[GOAL] Extract everything from the line containing "Could you kindly segment every instance of the menu" down to the line containing "271], [152, 269]]", both included, and copy those lines word for word.

---

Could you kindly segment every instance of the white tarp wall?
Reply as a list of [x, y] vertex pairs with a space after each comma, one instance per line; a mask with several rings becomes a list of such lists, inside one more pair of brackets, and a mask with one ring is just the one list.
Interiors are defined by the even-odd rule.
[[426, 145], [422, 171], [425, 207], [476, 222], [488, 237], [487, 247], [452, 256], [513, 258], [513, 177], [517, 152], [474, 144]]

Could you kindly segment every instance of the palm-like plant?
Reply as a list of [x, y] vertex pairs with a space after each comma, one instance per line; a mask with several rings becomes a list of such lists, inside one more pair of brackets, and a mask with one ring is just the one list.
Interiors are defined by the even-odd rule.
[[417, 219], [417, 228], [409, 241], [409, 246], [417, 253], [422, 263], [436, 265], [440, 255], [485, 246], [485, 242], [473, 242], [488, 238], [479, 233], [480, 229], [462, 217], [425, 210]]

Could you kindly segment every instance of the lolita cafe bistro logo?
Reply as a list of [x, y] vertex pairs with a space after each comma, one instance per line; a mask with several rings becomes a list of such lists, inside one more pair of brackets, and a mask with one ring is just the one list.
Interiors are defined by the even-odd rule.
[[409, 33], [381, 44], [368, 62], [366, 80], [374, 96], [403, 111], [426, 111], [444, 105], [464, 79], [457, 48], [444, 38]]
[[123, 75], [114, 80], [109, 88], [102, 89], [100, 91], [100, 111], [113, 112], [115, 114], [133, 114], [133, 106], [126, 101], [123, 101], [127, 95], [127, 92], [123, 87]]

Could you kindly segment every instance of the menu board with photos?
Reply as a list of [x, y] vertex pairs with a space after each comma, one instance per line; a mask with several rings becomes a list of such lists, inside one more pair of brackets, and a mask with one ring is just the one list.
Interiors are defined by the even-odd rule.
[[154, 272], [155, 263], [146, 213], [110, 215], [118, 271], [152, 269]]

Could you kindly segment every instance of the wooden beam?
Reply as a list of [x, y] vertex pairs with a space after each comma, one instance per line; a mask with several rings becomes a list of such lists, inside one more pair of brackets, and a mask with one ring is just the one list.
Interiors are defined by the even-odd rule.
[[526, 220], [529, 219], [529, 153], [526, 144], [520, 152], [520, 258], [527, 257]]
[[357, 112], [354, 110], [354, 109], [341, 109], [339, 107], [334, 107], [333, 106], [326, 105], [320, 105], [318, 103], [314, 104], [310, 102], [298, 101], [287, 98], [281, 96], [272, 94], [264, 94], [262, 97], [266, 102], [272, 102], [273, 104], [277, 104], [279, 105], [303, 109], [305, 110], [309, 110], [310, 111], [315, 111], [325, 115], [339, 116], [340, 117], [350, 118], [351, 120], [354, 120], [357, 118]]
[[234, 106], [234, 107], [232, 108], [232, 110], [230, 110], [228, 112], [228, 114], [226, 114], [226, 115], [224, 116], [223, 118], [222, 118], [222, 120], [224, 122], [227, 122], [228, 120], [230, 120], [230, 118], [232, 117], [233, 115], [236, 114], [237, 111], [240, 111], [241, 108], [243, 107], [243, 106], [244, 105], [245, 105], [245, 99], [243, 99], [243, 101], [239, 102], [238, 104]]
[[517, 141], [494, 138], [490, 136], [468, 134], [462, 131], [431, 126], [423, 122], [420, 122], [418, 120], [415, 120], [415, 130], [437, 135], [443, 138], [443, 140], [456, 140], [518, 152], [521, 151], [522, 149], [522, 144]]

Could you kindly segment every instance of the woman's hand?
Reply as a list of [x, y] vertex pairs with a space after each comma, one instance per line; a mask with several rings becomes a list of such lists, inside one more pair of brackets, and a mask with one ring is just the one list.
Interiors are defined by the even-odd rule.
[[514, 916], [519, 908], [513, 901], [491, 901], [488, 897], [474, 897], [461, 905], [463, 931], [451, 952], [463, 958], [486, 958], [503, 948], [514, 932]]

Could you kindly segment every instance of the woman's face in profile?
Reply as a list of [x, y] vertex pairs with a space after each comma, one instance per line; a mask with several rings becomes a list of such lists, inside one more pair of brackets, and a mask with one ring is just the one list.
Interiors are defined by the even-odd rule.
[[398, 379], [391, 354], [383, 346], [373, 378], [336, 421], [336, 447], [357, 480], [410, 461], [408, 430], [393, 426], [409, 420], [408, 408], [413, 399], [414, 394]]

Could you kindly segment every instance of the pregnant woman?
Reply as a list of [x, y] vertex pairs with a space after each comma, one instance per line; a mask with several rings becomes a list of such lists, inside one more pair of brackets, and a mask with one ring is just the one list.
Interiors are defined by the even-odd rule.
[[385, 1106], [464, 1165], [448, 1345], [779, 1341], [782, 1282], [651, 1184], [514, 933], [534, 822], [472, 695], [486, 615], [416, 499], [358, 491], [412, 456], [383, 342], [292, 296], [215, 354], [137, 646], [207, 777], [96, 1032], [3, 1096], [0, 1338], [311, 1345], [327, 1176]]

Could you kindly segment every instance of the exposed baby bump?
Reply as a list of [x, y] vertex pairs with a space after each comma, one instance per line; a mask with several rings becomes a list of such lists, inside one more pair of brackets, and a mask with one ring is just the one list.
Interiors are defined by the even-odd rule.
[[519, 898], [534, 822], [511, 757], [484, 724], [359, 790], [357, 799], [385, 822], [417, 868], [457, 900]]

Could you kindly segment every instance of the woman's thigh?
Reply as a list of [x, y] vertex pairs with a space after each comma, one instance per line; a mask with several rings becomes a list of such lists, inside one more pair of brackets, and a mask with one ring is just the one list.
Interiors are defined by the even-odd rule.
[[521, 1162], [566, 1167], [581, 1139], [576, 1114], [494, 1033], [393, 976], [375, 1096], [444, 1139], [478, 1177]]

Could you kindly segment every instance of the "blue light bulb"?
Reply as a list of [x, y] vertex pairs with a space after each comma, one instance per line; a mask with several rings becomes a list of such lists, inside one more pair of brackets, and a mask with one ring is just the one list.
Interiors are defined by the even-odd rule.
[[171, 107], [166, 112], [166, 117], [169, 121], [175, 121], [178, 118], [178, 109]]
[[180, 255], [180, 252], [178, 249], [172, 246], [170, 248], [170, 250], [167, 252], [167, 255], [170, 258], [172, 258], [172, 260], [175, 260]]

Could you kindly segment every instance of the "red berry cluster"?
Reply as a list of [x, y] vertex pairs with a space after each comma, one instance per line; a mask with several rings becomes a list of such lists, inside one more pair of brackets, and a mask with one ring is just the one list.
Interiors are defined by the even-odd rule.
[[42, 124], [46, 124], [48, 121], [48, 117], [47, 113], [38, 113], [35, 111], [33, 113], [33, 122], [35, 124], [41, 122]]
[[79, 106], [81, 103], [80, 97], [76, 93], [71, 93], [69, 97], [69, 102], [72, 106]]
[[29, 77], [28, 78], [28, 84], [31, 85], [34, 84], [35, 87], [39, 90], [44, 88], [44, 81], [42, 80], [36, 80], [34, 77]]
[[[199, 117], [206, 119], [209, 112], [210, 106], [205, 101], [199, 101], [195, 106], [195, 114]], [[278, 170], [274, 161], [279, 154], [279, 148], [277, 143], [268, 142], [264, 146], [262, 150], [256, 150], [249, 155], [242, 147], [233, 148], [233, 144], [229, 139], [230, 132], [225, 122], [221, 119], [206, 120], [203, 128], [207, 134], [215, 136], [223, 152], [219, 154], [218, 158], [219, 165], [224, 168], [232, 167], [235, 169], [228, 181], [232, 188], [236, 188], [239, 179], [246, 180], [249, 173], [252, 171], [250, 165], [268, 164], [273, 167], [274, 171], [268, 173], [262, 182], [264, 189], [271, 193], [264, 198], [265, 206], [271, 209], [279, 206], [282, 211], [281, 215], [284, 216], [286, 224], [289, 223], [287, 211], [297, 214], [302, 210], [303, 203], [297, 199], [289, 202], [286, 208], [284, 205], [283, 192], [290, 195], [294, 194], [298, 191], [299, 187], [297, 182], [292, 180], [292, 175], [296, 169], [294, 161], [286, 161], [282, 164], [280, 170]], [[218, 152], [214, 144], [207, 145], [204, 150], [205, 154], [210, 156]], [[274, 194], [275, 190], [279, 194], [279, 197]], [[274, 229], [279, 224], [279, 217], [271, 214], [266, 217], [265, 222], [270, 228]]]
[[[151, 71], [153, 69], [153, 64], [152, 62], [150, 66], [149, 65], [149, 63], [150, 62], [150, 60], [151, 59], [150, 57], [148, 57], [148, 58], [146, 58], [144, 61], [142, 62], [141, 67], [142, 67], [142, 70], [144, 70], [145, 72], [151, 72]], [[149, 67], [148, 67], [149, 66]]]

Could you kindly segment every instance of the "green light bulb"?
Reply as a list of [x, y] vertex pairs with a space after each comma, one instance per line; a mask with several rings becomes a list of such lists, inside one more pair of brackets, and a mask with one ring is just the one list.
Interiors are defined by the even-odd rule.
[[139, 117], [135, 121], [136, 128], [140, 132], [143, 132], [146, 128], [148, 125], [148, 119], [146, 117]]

---

[FULL ANSWER]
Could you kindly segment every instance of the menu board with photos?
Reply as a list of [x, y] vertex pairs with a space after each comma, one instance per line; a mask with several rings becomes a list of such lists, inside one more pair of brackets, and a mask with one ring is just the one list.
Interiors are defined by the even-odd rule.
[[154, 272], [155, 263], [146, 213], [110, 215], [118, 271], [152, 269]]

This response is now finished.